## Описание задания
Продолжите фрагмент о критике Просвещения у Ницше, начиная сразу после его последнего предложения.

## Фрагмент для чтения
Тем самым почти все Просвещенческие установки XVII–XVIII веков с их опорой на разум и возможность формирования самостоятельного, т.е. – автономного, опирающегося только на самого себя разума, подвергнута критике, более того, как считает Ф.Ницше, полностью вытекает из веры в «аскетический идеал» и потому отвергнуты его философией «воли к власти», «философией жизни», а сама эта философия выступает формой контрпросвещения, формой, в которой сами просвещенческие идеалы не только кульминируют и проясняются, но и обретают свое прямо противоположное наполнение, получают прямо противоположную интерпретацию, отрицающую их исходную начальную интенциональную направленность. И это не был контрпросвещенческий откат к фундаменталистской религии, как это предлагал в свое время Жозеф де Местр, ни возврат к досовременным формам мышления и общественным организациям, что было, как понимал Ф.Ницше, просто невозможно. Задача состояла в другом: подвергнув критике господствовавшие стереотипы мышления современного общества: религию, науку, культуру, саму выродившуюся цивилизацию – интерпретировать, перевоссоздать их в некоем новом неоконсервативном синтезе, объединяющем установки древних и господствующие тенденции современности в некоем новом, третьем неоконсервативном традиционалистском прочтении «воли к власти» и «вечного возвращения того же самого». Эта установка отчетливо звучит в произведении, написанном после «Генеалогии морали» и названном «Сумерки кумиров» (1888), которое является некоторым подытоживанием поздней философии Ницше, его философским завещанием.

(Сохранённые записи данных)
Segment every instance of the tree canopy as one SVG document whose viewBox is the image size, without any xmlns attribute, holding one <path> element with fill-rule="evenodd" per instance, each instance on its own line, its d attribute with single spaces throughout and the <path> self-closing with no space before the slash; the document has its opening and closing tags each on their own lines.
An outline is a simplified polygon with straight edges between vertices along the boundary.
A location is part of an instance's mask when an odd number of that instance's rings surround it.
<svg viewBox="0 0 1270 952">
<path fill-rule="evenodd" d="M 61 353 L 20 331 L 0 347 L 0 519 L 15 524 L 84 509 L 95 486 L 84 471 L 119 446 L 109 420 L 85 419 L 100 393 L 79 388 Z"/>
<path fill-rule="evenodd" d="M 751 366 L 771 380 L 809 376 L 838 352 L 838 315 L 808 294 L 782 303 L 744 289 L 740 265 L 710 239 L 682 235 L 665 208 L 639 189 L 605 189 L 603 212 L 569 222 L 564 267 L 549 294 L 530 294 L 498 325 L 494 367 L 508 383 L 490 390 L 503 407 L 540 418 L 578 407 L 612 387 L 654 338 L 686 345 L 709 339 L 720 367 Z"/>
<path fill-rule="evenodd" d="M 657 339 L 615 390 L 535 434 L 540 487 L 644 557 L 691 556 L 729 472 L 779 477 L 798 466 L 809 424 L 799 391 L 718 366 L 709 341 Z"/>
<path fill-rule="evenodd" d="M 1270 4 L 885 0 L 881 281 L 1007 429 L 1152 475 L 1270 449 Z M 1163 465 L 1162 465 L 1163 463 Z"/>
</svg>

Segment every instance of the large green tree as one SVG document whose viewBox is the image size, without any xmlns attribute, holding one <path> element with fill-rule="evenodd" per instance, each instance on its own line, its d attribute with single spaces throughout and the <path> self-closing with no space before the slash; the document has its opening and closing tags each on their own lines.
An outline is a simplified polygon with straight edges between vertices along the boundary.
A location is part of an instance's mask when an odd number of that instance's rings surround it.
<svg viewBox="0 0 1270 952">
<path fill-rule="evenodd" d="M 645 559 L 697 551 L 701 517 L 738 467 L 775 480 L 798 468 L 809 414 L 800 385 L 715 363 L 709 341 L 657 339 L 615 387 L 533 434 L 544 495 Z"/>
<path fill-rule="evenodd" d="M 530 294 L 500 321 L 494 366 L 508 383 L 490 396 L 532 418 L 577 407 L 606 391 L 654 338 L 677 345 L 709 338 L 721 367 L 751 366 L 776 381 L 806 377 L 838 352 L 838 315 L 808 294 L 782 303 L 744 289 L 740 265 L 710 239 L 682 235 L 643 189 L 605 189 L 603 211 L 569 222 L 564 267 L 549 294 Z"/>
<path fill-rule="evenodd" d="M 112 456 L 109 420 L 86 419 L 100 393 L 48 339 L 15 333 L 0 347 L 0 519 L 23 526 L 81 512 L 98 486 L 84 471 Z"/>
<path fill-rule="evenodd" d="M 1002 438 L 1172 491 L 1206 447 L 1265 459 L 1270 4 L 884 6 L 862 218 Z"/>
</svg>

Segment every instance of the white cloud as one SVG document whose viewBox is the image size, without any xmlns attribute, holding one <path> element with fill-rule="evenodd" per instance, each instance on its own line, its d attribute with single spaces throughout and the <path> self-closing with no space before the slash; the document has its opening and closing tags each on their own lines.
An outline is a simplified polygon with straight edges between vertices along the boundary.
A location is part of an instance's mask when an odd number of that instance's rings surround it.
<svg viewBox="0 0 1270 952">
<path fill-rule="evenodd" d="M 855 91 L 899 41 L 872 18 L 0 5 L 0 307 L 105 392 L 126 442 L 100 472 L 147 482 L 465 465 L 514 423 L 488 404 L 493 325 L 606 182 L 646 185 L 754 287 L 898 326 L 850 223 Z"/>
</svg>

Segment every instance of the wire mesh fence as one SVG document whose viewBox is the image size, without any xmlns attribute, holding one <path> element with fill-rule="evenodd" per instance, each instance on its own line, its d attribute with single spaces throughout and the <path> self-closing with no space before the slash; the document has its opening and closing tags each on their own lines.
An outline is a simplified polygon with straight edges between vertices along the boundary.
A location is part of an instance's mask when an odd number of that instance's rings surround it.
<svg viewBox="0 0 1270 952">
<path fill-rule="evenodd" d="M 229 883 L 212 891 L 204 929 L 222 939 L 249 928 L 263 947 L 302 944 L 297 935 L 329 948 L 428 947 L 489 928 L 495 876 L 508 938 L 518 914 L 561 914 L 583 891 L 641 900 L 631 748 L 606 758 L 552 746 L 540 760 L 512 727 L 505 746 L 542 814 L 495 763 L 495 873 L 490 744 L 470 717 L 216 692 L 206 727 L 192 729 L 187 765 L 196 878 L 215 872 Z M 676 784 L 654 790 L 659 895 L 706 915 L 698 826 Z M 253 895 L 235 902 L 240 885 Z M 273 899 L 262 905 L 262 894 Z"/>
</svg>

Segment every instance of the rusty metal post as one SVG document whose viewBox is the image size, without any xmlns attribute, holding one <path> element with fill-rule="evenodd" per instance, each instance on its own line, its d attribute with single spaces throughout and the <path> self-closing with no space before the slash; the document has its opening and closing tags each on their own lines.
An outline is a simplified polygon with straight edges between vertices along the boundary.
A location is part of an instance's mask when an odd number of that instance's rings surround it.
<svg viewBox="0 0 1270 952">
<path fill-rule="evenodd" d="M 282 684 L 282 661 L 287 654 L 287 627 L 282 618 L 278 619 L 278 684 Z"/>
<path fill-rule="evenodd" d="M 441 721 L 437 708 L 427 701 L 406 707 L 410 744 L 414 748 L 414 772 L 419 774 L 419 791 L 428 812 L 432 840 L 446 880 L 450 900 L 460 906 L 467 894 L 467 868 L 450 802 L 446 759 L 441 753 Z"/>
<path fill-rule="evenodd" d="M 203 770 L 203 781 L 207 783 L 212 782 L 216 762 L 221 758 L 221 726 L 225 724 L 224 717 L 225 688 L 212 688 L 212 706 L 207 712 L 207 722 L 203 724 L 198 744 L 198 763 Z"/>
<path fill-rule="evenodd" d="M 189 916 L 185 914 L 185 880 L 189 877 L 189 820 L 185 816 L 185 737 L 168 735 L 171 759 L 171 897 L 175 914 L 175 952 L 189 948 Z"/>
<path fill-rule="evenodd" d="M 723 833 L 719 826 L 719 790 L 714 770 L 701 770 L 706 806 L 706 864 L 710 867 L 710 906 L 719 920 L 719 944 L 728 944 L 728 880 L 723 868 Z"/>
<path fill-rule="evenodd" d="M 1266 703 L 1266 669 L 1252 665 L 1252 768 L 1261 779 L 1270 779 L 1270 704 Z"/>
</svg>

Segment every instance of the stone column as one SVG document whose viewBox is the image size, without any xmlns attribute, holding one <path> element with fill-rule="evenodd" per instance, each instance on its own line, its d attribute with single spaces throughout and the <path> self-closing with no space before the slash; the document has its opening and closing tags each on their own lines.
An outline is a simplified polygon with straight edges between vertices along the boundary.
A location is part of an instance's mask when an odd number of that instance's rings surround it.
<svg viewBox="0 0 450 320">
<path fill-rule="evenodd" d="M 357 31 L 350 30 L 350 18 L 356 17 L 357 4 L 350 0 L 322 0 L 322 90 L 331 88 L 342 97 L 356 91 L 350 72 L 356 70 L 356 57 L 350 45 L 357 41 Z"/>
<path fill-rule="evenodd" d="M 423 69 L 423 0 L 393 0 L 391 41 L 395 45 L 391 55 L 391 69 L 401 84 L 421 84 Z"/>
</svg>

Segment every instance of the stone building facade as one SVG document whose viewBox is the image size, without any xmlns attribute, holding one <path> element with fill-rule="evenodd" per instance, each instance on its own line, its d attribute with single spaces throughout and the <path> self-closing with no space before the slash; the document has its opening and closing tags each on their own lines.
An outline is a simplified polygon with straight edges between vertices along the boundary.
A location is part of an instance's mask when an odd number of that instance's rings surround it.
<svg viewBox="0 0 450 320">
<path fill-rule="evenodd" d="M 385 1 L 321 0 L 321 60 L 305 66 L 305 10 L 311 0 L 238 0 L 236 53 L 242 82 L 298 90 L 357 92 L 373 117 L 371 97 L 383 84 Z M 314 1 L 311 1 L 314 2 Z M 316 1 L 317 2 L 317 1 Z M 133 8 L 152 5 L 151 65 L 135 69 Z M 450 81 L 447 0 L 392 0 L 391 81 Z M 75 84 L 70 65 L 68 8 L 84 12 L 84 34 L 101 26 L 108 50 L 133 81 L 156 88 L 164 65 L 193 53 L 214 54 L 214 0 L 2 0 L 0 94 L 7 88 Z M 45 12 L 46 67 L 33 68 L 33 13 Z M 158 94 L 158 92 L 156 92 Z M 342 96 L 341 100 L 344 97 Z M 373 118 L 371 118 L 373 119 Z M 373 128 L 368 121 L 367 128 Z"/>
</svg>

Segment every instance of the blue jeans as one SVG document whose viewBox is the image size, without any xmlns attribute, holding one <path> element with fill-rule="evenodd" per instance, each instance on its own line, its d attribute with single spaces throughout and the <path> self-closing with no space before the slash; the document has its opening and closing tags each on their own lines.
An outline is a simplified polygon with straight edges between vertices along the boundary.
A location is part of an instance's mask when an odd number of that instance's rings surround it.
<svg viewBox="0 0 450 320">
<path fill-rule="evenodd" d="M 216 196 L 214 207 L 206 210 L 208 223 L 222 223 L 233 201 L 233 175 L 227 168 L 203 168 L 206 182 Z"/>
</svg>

## Результат задания
 
 
– 193 –
 
Само название этого небольшого, всего в 100 страниц произведения является переосмыслением, переворачиванием вагнеровского Gotterdamirung – гибель богов в Gotzen-Damirung – гибель божков, идолов, кумиров, рассмотренных через призму заинтересовавшего философа в этот период Ф.Бэкона. «Сумерки кумиров» – последняя книга философа, еще хранящая относительно здоровое состояние духа, в ней почти незаметны мегаломанические установки работ 1888 года: «Антихрист» и «Ecce homo». И хотя она впервые вышла, когда философ фактически был уже болен, но она хранит печать его собственной редакции. Эта книга была последней прижизненной публикацией философа: январь 1889 года. Тогда как «Антихрист», «Ницше contra Вагнер» не были опубликованы до 1895 года, а Ecce homo впервые появилось в печати в 1908 году. Своеобразным расставанием с кумиром юности Р.Вагнером является также и специально посвященное ему эссе «Случай Вагнера» (1888).
И возвращаясь к «Сумеркам кумиров»: неоконсервативно-традиционалистская установка философа как своеобразное обращение к современникам-консерваторам звучит следующим образом: «На ухо консерваторам». Чего раньше не знали, что теперь знают, могли бы знать, – обратное образование, возврат в каком бы то ни было смысле и степени совершенно невозможен. ... Даже политики подражали в этом проповедникам добродетели; еще и нынче есть партии, мечтающие как о цели, чтобы все вещи стали двигаться раком. Но никто не волен быть раком. Нечего делать: надо идти вперед, хочу сказать, шаг за шагом далее в decadence(вот мое определение современного «прогресса»...). Можно преградить это развитие и тем запрудить само вырождение, накопить его, сделать более бурным и внезапным – больше сделать нельзя ничего»[110].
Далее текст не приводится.